STATED EXERCISE - Please swap "wooden fence" for "garden fence" in the listing from the line with "bright white sky." up to and including the line with "(1183, 525)", and return only those lines with nothing else changed.

RECORDS -
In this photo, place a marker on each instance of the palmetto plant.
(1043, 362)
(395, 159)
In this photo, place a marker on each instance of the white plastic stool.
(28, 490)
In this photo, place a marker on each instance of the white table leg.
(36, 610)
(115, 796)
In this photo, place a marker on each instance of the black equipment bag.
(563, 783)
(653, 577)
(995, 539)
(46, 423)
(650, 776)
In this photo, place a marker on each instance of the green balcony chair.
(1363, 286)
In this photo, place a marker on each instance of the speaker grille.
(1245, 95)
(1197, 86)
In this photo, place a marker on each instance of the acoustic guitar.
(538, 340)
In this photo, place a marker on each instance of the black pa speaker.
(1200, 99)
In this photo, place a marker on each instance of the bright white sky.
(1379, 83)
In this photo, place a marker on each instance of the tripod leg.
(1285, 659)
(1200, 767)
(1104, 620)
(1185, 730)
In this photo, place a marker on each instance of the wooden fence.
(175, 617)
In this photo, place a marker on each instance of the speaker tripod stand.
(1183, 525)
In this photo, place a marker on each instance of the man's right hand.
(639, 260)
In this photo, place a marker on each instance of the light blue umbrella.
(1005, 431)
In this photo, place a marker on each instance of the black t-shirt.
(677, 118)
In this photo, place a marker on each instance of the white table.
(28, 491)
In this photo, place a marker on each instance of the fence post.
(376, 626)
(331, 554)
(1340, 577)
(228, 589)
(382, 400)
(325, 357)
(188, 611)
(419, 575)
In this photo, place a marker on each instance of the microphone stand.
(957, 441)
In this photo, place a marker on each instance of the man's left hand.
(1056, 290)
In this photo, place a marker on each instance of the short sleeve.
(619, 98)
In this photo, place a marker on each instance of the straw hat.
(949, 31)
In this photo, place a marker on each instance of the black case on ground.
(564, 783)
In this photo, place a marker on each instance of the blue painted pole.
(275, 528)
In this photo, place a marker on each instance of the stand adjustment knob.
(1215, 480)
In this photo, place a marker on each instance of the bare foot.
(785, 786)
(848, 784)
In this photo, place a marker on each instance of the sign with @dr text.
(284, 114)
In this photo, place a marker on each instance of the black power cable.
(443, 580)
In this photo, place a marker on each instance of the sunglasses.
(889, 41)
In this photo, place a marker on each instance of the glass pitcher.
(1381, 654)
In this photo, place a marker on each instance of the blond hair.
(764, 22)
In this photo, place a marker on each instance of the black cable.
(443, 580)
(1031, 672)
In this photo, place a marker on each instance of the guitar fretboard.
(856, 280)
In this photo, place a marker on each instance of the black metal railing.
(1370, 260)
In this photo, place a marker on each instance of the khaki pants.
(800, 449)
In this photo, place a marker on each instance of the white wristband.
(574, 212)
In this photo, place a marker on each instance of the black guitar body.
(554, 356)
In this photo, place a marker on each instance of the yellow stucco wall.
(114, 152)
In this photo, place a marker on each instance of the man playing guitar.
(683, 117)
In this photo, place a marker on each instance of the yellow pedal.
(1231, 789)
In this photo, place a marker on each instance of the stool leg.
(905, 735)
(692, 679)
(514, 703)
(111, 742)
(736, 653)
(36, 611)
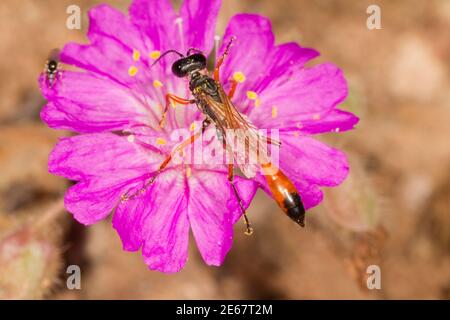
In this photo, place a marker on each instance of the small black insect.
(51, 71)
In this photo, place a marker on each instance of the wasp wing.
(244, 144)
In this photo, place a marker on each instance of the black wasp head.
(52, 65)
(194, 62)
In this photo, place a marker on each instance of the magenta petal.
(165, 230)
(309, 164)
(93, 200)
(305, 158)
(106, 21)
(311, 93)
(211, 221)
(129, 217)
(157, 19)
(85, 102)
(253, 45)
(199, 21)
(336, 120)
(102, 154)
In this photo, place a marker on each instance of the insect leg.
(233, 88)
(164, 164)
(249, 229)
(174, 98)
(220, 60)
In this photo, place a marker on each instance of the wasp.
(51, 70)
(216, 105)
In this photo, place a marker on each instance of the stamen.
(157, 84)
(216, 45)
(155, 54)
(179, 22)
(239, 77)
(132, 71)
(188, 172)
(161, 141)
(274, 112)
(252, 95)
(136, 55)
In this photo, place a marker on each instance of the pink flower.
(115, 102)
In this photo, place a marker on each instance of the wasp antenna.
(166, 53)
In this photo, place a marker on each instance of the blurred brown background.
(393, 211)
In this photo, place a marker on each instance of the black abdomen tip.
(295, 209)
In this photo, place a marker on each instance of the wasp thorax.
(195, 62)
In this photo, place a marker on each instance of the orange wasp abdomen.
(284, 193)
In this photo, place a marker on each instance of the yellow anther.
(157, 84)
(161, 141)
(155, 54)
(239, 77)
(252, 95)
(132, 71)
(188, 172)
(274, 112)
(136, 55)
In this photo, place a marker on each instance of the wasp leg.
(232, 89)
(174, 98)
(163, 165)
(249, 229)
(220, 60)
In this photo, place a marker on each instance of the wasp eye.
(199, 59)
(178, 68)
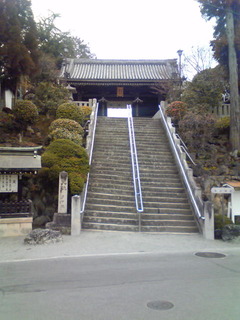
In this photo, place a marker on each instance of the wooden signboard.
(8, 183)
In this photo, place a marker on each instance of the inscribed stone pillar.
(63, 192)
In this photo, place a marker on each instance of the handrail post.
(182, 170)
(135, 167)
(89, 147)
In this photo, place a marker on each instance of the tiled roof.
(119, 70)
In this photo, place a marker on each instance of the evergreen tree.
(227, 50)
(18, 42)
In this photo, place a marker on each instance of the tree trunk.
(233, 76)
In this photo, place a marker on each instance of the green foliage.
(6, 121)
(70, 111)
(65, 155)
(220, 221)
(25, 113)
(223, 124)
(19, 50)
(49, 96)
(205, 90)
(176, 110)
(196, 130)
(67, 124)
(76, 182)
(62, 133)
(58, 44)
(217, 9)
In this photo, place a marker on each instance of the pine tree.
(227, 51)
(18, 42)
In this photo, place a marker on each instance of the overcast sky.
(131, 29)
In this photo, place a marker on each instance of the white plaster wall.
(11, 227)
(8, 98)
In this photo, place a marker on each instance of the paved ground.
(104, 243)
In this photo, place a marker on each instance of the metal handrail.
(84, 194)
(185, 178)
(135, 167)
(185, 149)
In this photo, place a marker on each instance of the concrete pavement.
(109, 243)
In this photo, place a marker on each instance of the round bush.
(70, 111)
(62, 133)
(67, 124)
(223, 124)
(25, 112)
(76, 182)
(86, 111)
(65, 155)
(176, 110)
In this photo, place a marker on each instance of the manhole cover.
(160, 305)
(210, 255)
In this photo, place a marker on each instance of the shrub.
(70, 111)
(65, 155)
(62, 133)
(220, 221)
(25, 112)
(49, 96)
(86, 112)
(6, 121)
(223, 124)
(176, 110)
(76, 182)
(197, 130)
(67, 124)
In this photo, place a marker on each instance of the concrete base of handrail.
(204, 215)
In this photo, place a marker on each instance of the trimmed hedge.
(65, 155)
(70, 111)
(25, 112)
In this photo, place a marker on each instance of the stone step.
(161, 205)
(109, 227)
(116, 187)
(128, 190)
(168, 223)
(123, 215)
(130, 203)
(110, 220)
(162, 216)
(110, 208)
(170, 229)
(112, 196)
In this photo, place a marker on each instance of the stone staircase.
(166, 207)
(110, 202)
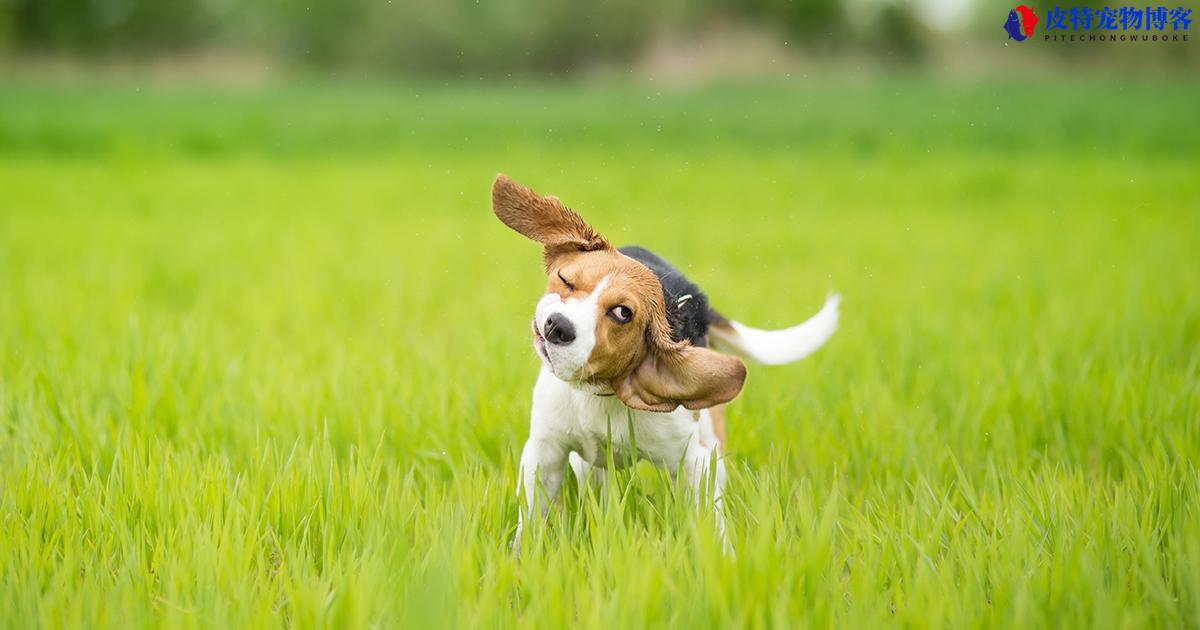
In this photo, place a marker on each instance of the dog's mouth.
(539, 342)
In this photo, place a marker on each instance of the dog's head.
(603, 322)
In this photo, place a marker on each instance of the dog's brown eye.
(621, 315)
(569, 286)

---

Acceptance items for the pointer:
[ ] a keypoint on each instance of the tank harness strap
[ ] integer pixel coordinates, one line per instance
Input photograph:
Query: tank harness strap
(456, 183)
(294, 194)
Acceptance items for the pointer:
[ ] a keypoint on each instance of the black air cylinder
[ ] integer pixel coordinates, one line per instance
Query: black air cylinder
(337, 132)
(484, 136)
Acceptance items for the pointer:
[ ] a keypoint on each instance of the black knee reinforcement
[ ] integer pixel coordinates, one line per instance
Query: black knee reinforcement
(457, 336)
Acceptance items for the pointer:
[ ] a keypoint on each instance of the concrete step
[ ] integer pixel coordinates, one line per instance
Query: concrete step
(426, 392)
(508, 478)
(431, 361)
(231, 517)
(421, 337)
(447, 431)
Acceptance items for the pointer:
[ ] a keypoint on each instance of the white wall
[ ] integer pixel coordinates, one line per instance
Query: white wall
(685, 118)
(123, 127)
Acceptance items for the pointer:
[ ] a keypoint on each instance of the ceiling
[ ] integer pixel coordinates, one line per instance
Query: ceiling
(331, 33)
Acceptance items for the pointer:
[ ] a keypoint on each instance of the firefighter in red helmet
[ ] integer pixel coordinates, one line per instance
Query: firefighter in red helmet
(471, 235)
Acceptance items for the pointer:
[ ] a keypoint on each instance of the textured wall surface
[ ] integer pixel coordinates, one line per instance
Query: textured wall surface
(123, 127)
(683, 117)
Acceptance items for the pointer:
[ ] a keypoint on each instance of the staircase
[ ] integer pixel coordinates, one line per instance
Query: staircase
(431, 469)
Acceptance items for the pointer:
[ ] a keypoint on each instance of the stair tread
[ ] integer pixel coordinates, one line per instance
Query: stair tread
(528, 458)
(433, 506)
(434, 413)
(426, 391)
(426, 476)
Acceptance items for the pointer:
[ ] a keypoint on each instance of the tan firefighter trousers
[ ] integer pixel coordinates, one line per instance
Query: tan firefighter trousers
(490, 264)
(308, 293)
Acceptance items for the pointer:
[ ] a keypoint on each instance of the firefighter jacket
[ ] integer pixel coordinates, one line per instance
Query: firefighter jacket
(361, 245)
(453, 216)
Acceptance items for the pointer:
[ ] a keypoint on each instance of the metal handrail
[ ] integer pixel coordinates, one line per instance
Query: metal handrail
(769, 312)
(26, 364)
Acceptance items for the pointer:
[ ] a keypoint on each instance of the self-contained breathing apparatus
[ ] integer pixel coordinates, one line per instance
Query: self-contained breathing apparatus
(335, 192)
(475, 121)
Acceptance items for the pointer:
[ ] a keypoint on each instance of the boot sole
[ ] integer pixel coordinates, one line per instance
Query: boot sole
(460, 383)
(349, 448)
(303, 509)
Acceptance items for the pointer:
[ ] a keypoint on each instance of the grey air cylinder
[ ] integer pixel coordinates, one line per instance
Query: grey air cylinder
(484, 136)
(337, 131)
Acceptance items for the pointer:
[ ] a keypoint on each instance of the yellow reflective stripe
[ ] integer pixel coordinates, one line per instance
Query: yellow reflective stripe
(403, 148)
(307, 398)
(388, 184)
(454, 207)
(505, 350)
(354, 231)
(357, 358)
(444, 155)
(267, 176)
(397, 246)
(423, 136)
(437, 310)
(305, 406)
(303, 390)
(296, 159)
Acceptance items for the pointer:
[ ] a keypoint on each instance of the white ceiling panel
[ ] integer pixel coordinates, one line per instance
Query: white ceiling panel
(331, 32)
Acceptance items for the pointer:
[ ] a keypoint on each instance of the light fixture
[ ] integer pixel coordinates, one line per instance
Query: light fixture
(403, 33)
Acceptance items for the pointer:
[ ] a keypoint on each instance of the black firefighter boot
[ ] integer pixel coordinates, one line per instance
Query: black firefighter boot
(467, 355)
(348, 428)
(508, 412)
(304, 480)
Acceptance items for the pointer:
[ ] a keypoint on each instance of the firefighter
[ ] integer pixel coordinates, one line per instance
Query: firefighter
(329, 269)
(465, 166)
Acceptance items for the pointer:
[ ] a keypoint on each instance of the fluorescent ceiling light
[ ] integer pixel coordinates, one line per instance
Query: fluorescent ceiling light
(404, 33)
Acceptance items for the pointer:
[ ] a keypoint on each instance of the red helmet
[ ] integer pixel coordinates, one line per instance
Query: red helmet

SOLUTION TO THIS PROBLEM -
In this photo, place a marker on each instance of the bright white sky.
(1379, 83)
In this photo, place a marker on each instance of the tripod leg.
(1285, 659)
(1200, 767)
(1104, 620)
(1185, 730)
In this photo, place a marker on each instance of the garden fence.
(175, 617)
In this photo, place a marker on each instance of the speaker tripod stand.
(1183, 525)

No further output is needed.